■ **PROBLEM**
Return the entries below in their exact form, leaving the pictures out.

■ **MATERIAL SUPPLIED**
--*--
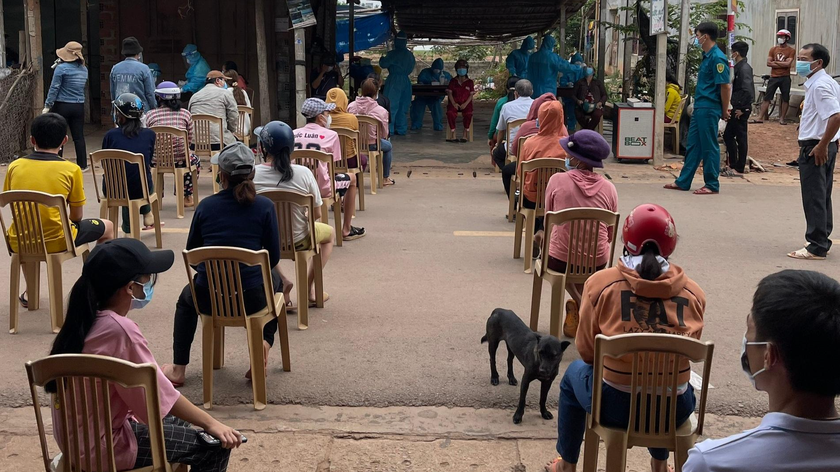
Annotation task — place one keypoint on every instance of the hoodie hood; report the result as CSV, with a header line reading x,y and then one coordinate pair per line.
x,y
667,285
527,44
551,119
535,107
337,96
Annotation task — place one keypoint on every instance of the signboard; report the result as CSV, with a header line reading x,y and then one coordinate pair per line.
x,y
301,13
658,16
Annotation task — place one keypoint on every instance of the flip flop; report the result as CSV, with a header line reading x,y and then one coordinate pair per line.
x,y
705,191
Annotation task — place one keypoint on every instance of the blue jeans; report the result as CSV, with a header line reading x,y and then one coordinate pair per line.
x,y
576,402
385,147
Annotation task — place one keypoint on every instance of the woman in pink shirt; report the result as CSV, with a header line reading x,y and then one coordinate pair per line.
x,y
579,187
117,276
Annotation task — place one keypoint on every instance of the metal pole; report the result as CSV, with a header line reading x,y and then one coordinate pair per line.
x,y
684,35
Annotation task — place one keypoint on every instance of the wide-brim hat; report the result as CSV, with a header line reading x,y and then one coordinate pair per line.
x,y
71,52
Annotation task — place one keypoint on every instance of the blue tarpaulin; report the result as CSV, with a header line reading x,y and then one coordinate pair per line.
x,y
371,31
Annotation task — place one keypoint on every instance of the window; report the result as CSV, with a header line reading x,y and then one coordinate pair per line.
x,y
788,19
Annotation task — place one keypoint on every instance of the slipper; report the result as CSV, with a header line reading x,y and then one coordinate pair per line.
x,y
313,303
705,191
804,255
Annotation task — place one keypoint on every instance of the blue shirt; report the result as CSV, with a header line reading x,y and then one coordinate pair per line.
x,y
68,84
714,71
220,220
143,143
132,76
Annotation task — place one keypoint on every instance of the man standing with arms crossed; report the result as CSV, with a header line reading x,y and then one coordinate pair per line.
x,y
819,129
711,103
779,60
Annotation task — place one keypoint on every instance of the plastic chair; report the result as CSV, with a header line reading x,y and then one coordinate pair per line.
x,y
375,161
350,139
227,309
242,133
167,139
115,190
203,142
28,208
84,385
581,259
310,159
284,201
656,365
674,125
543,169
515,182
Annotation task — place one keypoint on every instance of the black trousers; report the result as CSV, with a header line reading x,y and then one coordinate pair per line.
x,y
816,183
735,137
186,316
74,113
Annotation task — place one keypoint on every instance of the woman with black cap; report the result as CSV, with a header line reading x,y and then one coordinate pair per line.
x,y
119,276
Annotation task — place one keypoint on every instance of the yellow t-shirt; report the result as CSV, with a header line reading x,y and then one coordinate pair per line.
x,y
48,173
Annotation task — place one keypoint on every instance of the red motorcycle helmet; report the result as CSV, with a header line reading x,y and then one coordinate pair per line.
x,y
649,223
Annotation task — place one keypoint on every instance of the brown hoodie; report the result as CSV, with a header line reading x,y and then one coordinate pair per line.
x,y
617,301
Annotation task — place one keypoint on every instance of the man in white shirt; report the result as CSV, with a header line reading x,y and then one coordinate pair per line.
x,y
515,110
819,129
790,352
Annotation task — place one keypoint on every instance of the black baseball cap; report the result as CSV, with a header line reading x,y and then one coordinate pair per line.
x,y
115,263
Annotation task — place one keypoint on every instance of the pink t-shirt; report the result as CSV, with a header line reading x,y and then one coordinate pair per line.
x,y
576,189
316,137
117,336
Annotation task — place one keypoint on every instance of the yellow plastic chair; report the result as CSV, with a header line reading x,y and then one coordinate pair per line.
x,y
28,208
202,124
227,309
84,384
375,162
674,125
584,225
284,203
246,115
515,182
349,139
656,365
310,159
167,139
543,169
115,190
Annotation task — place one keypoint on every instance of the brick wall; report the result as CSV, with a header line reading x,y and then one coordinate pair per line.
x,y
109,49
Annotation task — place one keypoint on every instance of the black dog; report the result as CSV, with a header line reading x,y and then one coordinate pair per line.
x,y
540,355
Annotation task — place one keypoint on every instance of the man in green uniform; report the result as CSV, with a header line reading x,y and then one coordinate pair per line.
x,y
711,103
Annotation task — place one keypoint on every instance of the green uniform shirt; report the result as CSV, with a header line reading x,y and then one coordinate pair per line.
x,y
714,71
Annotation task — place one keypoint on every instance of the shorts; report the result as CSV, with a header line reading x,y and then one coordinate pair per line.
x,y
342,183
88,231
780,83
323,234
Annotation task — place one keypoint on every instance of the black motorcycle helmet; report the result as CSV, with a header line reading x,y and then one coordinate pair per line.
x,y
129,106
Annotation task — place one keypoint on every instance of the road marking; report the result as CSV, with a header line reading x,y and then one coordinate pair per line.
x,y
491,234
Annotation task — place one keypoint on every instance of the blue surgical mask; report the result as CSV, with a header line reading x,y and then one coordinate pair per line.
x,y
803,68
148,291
--*--
■ **EXERCISE OUTPUT**
Annotation task — place one keypoint on every instance of the hoodie hood; report the result as CSV, with a header line reading x,y and then one coordinate pair per line.
x,y
667,285
527,44
551,119
535,107
337,96
Annotation task — place one keypoint on every instance of the signboard; report the result as CSV, with a header line reading x,y and then one coordinate pair per line.
x,y
301,13
658,16
Annotation task — place one keypoint on every instance of the flip flop; report the result as CSV, with a header line reading x,y and then one coordinate pair per line.
x,y
705,191
Annotation task — place one keypoint on every instance of the blue jeans; report the result as CSV, with a header line reading x,y and then one coordinate pair per line.
x,y
576,402
385,147
Annotation task — place one keypoint on every instance of the woman in pink shirt; report the result as CSV, with a header line reading x,y and then one coordinate pair per line.
x,y
579,187
117,276
Annotation task — place one keypoint on every instance of the metal pole; report the result as CSV, with a header line reading x,y and then one coordinate pair per line.
x,y
684,35
Annotation task — place one keypoint on every instance of the wide-brim hat; report the result as CSV, with a header line reading x,y and then one coordinate pair per line.
x,y
71,52
Annotation task — place one keypoint on every instance of the blue tarpaulin; report the result as CSV, with a header line reading x,y and then one coordinate pair per line.
x,y
371,31
Annotation task — place one keypoint on every instance of the window; report the result as CSV, with a header line reading x,y and then one coordinate pair per line.
x,y
788,19
Annotation task — place one keypoint on every instance of the slipper; report the result as CSV, with a header line reading x,y and then one coordinate pair per line.
x,y
313,303
705,191
804,255
Annotation task — place one keypoint on every instance of the blue shirt; report the result as CSV, with a header line reading x,y and then one coordinate pair per line.
x,y
68,84
714,71
220,220
143,143
132,76
Annotation task — place one keypoint on every instance of the man standing with arms crossed; report the result as CSV, with a header line reading x,y and then one coordinate pair per line.
x,y
819,129
711,103
779,60
Annotation task — place one keypoint on every instance of the plastic chair; report the result as CSV, with a header line reading x,y and then one coordinate pair per line.
x,y
375,161
350,139
227,309
242,133
167,139
115,190
203,142
28,208
84,385
581,259
310,159
284,201
656,365
674,125
543,169
515,182
Annotation task — place one keypoint on every instance of the black trousers; report the result as CSV, with a header line reading x,y and then one coordinate pair per line.
x,y
816,183
735,137
186,316
74,113
Annotation task — place one keypoint on every instance of the woman with black cap; report the result as CSV, with a header line reading x,y and then one coordinate pair per line.
x,y
119,276
Annotation task — place one keypoint on every instance of the yellow t-shirt; report the result as CSV, with a header line reading x,y and then one coordinate pair per line.
x,y
48,173
Annotation task — place one keypoint on every instance of the red motorcycle helmet; report the result as CSV, with a header line reading x,y and then one coordinate pair per line.
x,y
649,223
Annotation task — place one keypoint on every instance of the brown hoodie; report the result as CSV, with a header line reading x,y and then one coordinate pair per line.
x,y
617,301
Annotation task — place one keypoint on every instance of the man in white shirt; report the result as CSV, with a header line reading x,y and then one coordinate pair per line.
x,y
515,110
819,129
790,352
Annotation task — place one keypoint on every instance of the black baseball cap; report the result as CSV, with a header line reading x,y and then one coordinate pair per line.
x,y
115,263
Annotation task — place one keypoint on every instance of the pink t-shirt; report the result as CSV, with a header line reading x,y and then one coordinate pair per line.
x,y
576,189
316,137
117,336
Annotation task — place one keypoint on every instance of the yellow plastic chair; report the result as CSV, with a header line reading x,y and then one coordinate pair per line.
x,y
28,208
202,124
227,309
84,384
375,162
674,125
584,225
284,203
246,115
515,182
349,139
656,365
310,159
167,139
543,169
115,190
Annotation task — place one keypoint on every instance of the brick wall; report the result as CSV, with a header line reading x,y and then one coordinate pair per line.
x,y
109,49
Annotation task — place one keypoint on every instance of the black dog; report the result as CSV, with a header line reading x,y and then one coordinate pair per line.
x,y
540,355
Annotation task — place one keypoint on every instance of the man in green uniform; report the result as CSV, with a header line reading x,y and then one coordinate pair per line.
x,y
711,103
Annotation task — place one keypoint on every instance of the green uniform shirt; report the result as CSV, with a header line reading x,y and then one coordinate pair per line.
x,y
714,71
Annotation task — place one keypoint on every instance of the shorts; report the result as CSV, with a header line reading x,y and then one coordinate pair per line.
x,y
342,183
88,231
780,83
323,234
Annotation task — place one keypoint on every instance of the black motorcycle helmet; report the result as CSV, with a header line reading x,y and then one coordinate pair per line.
x,y
129,106
Annotation task — place one keypoint on every instance of the road marking; report the result as CSV, with a header line reading x,y and then one coordinate pair per line.
x,y
491,234
Annotation task — place one keypoint on every instance of the blue surgical mask; report the result as CSV, with a header line reading x,y and then one coordinate pair per line.
x,y
803,68
148,291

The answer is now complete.